YOUR ASSIGNMENT:
Beginning at the top of the listing, repeat each line exactly until the line with "Locate the suspension" has been repeated too.

INFORMATION SUPPLIED:
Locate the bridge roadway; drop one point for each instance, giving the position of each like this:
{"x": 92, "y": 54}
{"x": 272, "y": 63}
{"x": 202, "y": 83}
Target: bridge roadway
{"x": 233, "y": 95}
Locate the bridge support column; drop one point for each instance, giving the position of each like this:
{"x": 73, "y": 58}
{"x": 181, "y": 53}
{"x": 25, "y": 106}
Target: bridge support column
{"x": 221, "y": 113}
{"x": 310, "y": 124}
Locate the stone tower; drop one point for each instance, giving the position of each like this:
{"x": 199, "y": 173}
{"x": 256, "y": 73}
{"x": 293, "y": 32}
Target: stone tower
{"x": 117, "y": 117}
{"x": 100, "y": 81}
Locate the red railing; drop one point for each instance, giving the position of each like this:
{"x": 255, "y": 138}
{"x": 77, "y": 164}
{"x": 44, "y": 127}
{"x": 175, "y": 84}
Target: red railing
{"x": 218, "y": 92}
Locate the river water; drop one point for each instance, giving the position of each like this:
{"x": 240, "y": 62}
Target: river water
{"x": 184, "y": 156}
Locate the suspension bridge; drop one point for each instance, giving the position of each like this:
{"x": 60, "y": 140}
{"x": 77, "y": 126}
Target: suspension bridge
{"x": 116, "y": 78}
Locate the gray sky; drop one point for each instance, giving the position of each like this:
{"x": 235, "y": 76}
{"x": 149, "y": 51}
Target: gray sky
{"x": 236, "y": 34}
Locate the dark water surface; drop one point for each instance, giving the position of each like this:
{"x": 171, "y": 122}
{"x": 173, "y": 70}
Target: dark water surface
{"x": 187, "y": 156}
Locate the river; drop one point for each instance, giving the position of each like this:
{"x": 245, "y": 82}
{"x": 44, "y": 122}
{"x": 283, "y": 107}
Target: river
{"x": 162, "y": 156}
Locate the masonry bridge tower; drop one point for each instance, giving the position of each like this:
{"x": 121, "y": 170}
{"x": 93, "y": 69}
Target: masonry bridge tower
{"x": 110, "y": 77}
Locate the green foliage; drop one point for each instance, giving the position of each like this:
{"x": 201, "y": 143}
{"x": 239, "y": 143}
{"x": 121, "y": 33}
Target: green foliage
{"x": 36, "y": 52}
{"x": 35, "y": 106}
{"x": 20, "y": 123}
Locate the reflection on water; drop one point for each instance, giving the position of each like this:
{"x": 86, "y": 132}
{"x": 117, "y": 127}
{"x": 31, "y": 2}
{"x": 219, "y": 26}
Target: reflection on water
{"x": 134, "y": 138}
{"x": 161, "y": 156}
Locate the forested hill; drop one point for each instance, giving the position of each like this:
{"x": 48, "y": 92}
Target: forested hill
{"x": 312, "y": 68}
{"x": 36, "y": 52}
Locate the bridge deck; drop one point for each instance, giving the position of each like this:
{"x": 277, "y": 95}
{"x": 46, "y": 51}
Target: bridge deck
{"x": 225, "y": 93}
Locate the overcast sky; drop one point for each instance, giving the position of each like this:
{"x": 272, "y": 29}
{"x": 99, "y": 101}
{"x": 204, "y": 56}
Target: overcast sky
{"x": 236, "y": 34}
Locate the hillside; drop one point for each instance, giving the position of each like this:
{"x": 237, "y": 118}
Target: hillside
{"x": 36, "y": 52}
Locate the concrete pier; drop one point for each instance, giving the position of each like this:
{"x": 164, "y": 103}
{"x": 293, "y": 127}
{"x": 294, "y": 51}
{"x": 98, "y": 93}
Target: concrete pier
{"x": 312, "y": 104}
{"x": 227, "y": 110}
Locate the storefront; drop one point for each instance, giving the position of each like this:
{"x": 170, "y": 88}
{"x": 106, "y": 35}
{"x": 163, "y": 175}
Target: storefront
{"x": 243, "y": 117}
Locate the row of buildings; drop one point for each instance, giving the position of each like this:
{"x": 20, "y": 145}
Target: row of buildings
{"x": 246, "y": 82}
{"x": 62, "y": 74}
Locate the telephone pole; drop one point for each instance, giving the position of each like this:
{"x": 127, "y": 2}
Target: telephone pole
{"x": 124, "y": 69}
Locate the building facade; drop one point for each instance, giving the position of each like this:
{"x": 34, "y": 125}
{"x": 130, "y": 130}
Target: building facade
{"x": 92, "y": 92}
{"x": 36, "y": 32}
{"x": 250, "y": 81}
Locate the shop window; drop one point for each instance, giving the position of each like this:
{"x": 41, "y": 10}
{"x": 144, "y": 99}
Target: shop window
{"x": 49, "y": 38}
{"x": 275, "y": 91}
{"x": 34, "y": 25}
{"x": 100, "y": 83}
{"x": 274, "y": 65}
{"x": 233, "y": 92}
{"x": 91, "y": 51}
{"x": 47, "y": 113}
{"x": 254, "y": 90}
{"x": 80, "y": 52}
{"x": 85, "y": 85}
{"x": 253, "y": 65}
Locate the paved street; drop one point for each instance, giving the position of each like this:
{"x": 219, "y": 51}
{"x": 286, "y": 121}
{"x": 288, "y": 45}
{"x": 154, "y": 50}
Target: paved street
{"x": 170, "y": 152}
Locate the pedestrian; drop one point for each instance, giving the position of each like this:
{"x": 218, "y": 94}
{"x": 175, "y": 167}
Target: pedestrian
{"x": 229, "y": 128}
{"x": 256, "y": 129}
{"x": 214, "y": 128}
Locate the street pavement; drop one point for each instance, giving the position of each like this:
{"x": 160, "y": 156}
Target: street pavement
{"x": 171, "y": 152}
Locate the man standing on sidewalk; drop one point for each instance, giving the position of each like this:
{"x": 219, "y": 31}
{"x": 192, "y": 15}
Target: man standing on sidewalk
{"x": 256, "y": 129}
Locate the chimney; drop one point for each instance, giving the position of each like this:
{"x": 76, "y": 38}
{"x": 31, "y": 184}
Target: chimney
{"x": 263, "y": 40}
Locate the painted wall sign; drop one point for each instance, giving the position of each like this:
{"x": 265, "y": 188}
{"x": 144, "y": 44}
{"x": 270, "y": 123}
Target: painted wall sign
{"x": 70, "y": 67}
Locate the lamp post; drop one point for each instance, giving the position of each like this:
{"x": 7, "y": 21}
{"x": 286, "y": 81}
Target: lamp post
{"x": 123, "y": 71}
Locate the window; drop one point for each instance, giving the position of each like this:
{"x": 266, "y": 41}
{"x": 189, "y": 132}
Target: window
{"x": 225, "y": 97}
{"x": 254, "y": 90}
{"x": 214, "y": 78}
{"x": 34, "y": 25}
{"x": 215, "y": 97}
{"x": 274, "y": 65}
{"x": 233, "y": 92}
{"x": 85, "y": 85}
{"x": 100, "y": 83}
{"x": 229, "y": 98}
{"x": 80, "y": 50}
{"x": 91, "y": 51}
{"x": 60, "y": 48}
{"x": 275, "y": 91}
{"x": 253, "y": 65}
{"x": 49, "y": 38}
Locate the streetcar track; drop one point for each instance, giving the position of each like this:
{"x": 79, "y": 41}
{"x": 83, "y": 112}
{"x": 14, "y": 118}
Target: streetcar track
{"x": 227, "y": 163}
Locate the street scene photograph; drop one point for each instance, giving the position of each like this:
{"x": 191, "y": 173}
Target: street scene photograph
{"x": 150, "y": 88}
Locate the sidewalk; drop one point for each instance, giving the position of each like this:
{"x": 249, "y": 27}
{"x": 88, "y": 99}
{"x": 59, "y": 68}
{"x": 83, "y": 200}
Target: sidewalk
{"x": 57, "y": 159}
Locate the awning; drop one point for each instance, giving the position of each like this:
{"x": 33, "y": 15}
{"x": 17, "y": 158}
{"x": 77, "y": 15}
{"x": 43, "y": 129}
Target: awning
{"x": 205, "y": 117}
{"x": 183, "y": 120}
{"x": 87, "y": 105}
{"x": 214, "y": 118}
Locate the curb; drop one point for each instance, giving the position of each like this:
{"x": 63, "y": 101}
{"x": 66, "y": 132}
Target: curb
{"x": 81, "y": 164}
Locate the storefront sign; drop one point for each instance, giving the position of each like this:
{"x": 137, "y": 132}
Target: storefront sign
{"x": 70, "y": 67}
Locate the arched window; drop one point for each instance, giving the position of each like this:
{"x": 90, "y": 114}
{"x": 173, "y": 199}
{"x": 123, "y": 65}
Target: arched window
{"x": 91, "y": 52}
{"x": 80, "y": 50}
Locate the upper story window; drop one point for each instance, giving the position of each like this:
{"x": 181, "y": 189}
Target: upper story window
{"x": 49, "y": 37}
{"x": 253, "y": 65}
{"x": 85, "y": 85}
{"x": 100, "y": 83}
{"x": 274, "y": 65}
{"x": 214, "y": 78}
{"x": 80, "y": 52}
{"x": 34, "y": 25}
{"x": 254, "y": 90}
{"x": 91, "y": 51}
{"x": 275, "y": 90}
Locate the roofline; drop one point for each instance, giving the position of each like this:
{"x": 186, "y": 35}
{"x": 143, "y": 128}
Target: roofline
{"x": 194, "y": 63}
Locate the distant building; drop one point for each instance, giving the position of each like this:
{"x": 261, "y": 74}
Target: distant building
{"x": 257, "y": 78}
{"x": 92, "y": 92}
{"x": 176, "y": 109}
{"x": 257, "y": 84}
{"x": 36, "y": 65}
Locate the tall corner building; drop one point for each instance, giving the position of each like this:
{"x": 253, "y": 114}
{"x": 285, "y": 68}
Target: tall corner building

WORKED SOLUTION:
Locate the bridge roadway; drop one point for each instance, giving the position of each like this:
{"x": 92, "y": 54}
{"x": 272, "y": 63}
{"x": 202, "y": 83}
Target: bridge roadway
{"x": 233, "y": 95}
Locate the bridge support column; drop one point for each instance, giving the position of each like this:
{"x": 73, "y": 58}
{"x": 181, "y": 53}
{"x": 25, "y": 106}
Target: bridge support column
{"x": 221, "y": 113}
{"x": 310, "y": 124}
Locate the stone tower; drop one point for each instance, giving the position of each like this:
{"x": 199, "y": 173}
{"x": 256, "y": 73}
{"x": 293, "y": 32}
Target: stone tower
{"x": 117, "y": 117}
{"x": 100, "y": 81}
Locate the red railing; drop one point for each instance, giving the position of each like this:
{"x": 255, "y": 138}
{"x": 77, "y": 164}
{"x": 44, "y": 127}
{"x": 175, "y": 84}
Target: red railing
{"x": 218, "y": 92}
Locate the river water; drop one point for each instance, giving the position of each like this:
{"x": 240, "y": 62}
Target: river water
{"x": 184, "y": 156}
Locate the suspension bridge; drop one point for each instance, giving the position of each like this:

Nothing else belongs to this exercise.